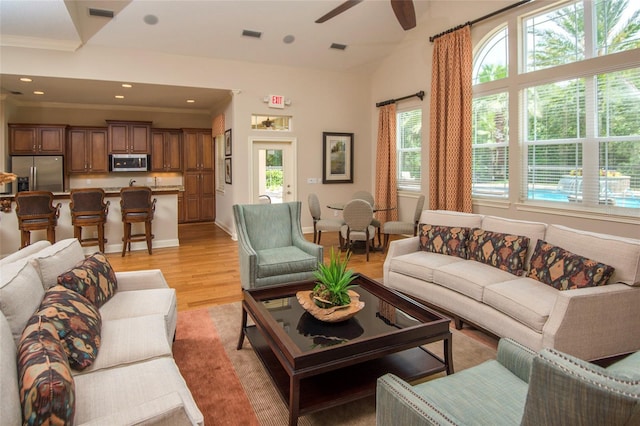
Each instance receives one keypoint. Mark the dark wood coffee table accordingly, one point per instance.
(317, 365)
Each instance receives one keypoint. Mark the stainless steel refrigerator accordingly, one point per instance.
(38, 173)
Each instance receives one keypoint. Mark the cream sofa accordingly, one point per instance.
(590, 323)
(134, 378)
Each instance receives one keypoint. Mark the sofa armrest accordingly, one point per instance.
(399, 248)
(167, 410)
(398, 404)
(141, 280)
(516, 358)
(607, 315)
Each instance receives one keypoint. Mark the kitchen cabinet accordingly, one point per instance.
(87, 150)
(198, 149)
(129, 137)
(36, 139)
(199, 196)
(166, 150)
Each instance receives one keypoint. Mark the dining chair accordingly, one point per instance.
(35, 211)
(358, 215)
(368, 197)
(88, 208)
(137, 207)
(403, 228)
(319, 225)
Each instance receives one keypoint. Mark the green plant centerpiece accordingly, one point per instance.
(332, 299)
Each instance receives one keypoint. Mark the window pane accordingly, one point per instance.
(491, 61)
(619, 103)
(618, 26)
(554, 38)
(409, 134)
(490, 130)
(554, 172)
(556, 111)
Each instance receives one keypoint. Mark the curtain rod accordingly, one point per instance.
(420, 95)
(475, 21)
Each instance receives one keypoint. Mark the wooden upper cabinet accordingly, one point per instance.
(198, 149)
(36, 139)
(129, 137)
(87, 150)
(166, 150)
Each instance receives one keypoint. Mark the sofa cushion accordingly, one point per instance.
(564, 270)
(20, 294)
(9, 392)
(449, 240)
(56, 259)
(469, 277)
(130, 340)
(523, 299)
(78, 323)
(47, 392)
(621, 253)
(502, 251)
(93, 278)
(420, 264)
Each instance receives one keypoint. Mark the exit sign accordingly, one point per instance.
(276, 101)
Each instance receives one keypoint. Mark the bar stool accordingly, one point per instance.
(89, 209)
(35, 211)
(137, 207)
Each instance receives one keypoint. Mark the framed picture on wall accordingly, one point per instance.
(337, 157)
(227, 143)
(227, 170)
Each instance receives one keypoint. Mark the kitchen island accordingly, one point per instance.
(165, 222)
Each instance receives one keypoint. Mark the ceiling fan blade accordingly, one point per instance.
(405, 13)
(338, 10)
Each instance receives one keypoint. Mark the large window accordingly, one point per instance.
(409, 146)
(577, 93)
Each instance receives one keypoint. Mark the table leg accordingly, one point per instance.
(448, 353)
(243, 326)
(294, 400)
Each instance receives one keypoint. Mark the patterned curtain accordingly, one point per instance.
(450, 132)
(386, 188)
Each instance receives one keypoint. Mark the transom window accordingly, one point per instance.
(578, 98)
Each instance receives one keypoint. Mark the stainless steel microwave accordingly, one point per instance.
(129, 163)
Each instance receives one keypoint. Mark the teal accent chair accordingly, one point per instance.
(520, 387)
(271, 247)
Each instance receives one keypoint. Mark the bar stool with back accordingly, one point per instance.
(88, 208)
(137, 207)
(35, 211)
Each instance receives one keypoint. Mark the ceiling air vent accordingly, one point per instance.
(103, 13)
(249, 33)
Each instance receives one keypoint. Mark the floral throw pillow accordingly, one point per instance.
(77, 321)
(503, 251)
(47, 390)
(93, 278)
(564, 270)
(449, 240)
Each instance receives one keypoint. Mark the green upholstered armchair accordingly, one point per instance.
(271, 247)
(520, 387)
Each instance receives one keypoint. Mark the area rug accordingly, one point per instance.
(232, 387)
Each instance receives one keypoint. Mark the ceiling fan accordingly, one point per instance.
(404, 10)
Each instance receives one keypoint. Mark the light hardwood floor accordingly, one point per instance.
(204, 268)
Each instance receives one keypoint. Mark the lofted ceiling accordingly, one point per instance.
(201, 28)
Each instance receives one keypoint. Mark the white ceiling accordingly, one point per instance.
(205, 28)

==

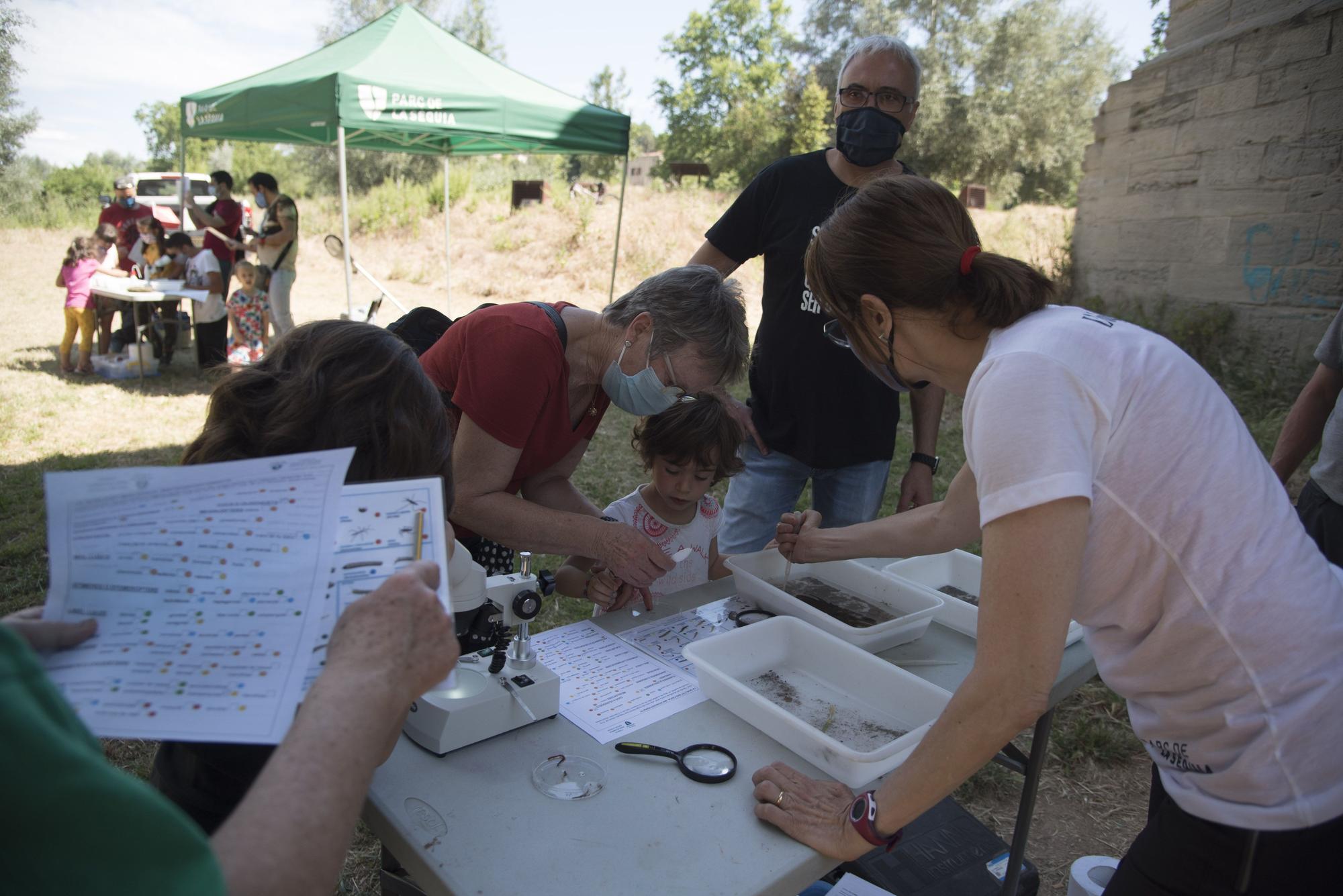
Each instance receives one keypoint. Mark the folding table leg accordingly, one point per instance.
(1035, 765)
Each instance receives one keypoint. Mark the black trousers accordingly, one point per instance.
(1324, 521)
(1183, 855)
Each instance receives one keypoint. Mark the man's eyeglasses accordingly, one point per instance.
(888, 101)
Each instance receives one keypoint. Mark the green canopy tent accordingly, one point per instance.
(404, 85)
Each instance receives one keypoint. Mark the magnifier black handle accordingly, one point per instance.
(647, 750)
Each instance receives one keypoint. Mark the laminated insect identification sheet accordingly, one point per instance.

THE TASK: Which lines in the data above contain the word "curtain"? Locate each one and copy it in full, treating uppercase and lowercase as different.

REPLY:
Each instance receives one keypoint. Mark the curtain rod accordingly, one point per instance.
Each instance receives one keypoint. Mark the patterned curtain accordingly, one point per instance.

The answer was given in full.